▶ **RECORDS PROVIDED**
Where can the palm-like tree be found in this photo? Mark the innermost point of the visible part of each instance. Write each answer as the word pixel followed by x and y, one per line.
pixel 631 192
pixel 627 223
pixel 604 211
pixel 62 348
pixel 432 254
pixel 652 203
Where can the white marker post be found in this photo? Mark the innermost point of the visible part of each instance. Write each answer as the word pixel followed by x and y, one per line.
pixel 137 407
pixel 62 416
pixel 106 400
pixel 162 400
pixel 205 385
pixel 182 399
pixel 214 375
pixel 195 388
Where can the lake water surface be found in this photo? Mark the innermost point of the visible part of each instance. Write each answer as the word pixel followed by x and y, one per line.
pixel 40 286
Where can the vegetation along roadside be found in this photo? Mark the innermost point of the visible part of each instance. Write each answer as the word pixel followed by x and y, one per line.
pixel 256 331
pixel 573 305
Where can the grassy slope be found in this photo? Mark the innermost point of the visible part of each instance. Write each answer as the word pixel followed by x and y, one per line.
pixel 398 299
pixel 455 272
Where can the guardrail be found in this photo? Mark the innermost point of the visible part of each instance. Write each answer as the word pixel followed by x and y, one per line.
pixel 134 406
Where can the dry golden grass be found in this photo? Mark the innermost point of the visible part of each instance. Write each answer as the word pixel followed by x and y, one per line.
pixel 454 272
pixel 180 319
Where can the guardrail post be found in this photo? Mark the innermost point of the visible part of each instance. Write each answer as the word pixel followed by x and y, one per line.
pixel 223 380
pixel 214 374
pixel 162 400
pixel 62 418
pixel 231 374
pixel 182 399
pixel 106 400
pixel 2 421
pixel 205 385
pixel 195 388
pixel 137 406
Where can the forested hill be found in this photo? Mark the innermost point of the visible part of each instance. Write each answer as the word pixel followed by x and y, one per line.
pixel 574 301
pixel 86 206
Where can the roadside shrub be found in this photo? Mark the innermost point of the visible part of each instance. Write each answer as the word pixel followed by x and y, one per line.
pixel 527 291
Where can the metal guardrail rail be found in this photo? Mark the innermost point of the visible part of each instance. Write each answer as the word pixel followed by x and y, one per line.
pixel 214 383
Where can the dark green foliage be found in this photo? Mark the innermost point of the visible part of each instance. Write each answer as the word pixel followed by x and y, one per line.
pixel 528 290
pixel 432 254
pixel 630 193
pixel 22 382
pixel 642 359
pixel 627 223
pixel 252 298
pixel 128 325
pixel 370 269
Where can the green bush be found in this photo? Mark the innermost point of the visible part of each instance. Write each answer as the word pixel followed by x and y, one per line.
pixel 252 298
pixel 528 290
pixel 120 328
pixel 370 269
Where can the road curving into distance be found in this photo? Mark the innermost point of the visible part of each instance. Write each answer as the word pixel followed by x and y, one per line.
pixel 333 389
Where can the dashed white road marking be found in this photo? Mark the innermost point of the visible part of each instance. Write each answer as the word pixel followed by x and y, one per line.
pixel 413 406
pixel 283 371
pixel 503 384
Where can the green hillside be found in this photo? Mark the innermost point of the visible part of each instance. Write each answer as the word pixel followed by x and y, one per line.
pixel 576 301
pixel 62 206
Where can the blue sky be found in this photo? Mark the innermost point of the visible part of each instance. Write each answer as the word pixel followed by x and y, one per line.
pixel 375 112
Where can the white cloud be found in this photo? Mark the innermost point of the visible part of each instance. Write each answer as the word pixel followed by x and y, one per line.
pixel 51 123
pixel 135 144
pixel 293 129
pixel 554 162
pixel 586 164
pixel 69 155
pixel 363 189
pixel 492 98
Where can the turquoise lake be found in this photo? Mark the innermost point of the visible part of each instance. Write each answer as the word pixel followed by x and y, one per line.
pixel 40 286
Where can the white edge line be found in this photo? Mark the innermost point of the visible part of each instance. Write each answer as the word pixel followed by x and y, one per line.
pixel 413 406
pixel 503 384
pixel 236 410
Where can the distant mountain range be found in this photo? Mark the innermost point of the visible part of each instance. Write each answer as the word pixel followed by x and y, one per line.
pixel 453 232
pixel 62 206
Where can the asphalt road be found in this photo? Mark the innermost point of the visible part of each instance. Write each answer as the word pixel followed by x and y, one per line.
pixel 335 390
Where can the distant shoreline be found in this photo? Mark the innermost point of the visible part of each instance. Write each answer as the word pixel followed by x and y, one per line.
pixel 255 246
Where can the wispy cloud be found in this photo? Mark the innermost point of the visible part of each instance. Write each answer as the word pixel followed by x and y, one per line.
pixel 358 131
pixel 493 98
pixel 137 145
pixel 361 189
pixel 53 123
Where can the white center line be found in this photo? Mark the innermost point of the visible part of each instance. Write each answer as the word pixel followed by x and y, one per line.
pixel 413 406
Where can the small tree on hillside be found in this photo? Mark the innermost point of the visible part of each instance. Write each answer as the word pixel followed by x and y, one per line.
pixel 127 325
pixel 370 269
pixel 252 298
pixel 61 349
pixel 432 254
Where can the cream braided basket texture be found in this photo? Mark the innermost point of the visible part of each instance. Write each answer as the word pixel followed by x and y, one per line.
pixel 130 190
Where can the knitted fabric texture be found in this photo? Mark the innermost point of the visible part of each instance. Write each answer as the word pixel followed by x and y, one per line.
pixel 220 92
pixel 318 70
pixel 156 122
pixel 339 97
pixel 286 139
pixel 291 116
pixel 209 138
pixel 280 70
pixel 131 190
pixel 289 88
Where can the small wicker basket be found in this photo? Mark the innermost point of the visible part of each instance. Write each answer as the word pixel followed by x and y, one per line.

▶ **EXERCISE DESCRIPTION**
Reproduce all of the listing, exactly as given.

▶ **SOLUTION TO THE PROBLEM**
Where can the palm-like tree be found in this photo? Mark the innermost point of the visible part of each instance. Write each answer as the word pixel followed by x and y, one per line.
pixel 631 192
pixel 627 223
pixel 604 211
pixel 62 348
pixel 432 254
pixel 652 203
Where can the white marker post be found in this photo? Mark the innermost point of the visible part of each instance. Write each answer as the word pixel followed by x and y, one per line.
pixel 137 407
pixel 62 416
pixel 106 400
pixel 162 400
pixel 205 385
pixel 182 399
pixel 214 375
pixel 195 388
Where can the lake water surface be found in this photo? Mark the innermost point of the visible part of each instance. Write each answer as the word pixel followed by x and y, one per line.
pixel 40 286
Where can the vegetation along roadside be found in this photo? Mark the innermost point of the visible part of each instance. Write each answer as the word pixel followed by x and y, one per line.
pixel 256 331
pixel 573 305
Where can the grassy slope be found in this photo? Mark the innermost point of the visible part of each instance. Write each answer as the word pixel followed by x and y, one per line.
pixel 398 299
pixel 455 272
Where can the guardrail be found in this photo? Mark the innermost point of the visible part of each instance. Write each answer as the word pixel followed by x and y, one per line.
pixel 134 406
Where can the dry golden grass be found in this photo? Mark the innermost point of the visible part of each instance. Write each answer as the word pixel followed by x and y, one per line.
pixel 454 272
pixel 180 319
Where can the guardrail post be found in this photo? Mark the innermost point of the visible part of each instance. Write each answer as the word pixel followed by x and y, one per line.
pixel 223 380
pixel 214 374
pixel 162 400
pixel 62 418
pixel 231 374
pixel 182 399
pixel 106 400
pixel 2 421
pixel 205 385
pixel 195 388
pixel 137 406
Where can the forested hill be found in this photo? Mark the innermost point of the visible part of each instance. Write each answer as the word pixel followed by x and y, one per line.
pixel 574 301
pixel 86 206
Where can the roadside shrub be found in this photo? Mark the innermost point of the visible part of each instance. Write each answer as the word pixel followed by x and y, one per line.
pixel 527 291
Where can the metal guardrail rail be found in this photo? Mark the innermost point of the visible part of each instance. Write each answer as the word pixel followed by x and y, one per line.
pixel 214 383
Where can the dark green foliage be found in this photo? Mark the innermost point of the visible part of each instance. Write each answer as the word pixel followed by x and y, one per line.
pixel 528 290
pixel 432 254
pixel 630 193
pixel 22 382
pixel 642 359
pixel 627 223
pixel 252 298
pixel 128 325
pixel 370 269
Where can the green bush be found in this photo? Mark the innermost point of the visible part of each instance. Write each answer as the word pixel followed by x and y, one per line.
pixel 252 298
pixel 528 290
pixel 120 328
pixel 370 269
Where can the road curving into distance be found in this photo? Mark the innermost point of the visible part of each instance. Write each answer as the word pixel followed by x and y, one per line.
pixel 333 389
Where can the dashed white road marking be found in this photo? Mark the innermost point of the visible part of each instance. Write each answer as the word pixel followed by x and y, one per line.
pixel 413 406
pixel 283 371
pixel 503 384
Where can the green hillside be found in this photo? Mark the innermost point of the visible part of each instance. Write each answer as the word pixel followed by x and y, one per line.
pixel 576 301
pixel 62 206
Where can the blue sky be found in this photo? Mark the innermost point of the visible part of each instance. Write each answer as the word pixel followed by x and y, one per line.
pixel 375 112
Where can the white cloud be found in this photo? Mark the innermost point of the visible part of each instance. Write each answer as the word pixel followed by x and y, one per line.
pixel 51 123
pixel 135 144
pixel 293 129
pixel 554 162
pixel 586 164
pixel 69 155
pixel 363 189
pixel 492 98
Where can the turquoise lake be found in this photo? Mark the innermost point of the visible part of each instance. Write each answer as the word pixel followed by x and y, one per line.
pixel 40 286
Where can the white edge line be found in this photo? Mark the innermost point of the visible part of each instance. Write each answer as the word pixel followed by x and y, one per line.
pixel 413 406
pixel 503 384
pixel 236 410
Where can the distant mountain range be found in this photo? Mark the innermost point of the visible part of each instance. Write each answer as the word pixel followed by x and y, one per line.
pixel 453 232
pixel 62 206
Where can the asphalt road be found in this photo? Mark the innermost point of the visible part of each instance. Write each answer as the word pixel followed by x and y, one per line.
pixel 335 390
Where can the distant shoreline be found in this photo? Mark the innermost point of the visible part of each instance. Write each answer as the word pixel followed by x and y, one per line.
pixel 255 246
Where can the wispy cloud be found in this photo? Mark the innermost point of the visible part of each instance. Write each answer as the word pixel followed by x and y, one per line.
pixel 358 131
pixel 493 98
pixel 137 145
pixel 361 189
pixel 53 123
Where can the white center line be found in this photo? Mark the innermost point of the visible part of each instance. Write each answer as the word pixel followed by x and y, one per line.
pixel 413 406
Where can the small tree on hillside be found in this photo? Mark the innermost point of the visible part of each instance. Write each answer as the word pixel followed by x and y, one per line.
pixel 127 325
pixel 370 269
pixel 252 298
pixel 61 349
pixel 432 254
Where can the cream braided basket texture be found in this photo? Mark the innermost point of the visible part of each instance. Write each answer as the word pixel followed by x and y, one per line.
pixel 130 190
Where can the knitted fabric texture be found in this photo? Mark the innermost point of the visible part of each instance. Write each answer as the word pixel followed by x and y, one per line.
pixel 220 92
pixel 318 70
pixel 156 122
pixel 339 97
pixel 286 139
pixel 291 116
pixel 209 138
pixel 280 70
pixel 131 190
pixel 289 88
Where can the small wicker basket be found in this photo? Mark the innermost point of the visible part of each instance. Write each answer as the word pixel followed by x and y, one per line.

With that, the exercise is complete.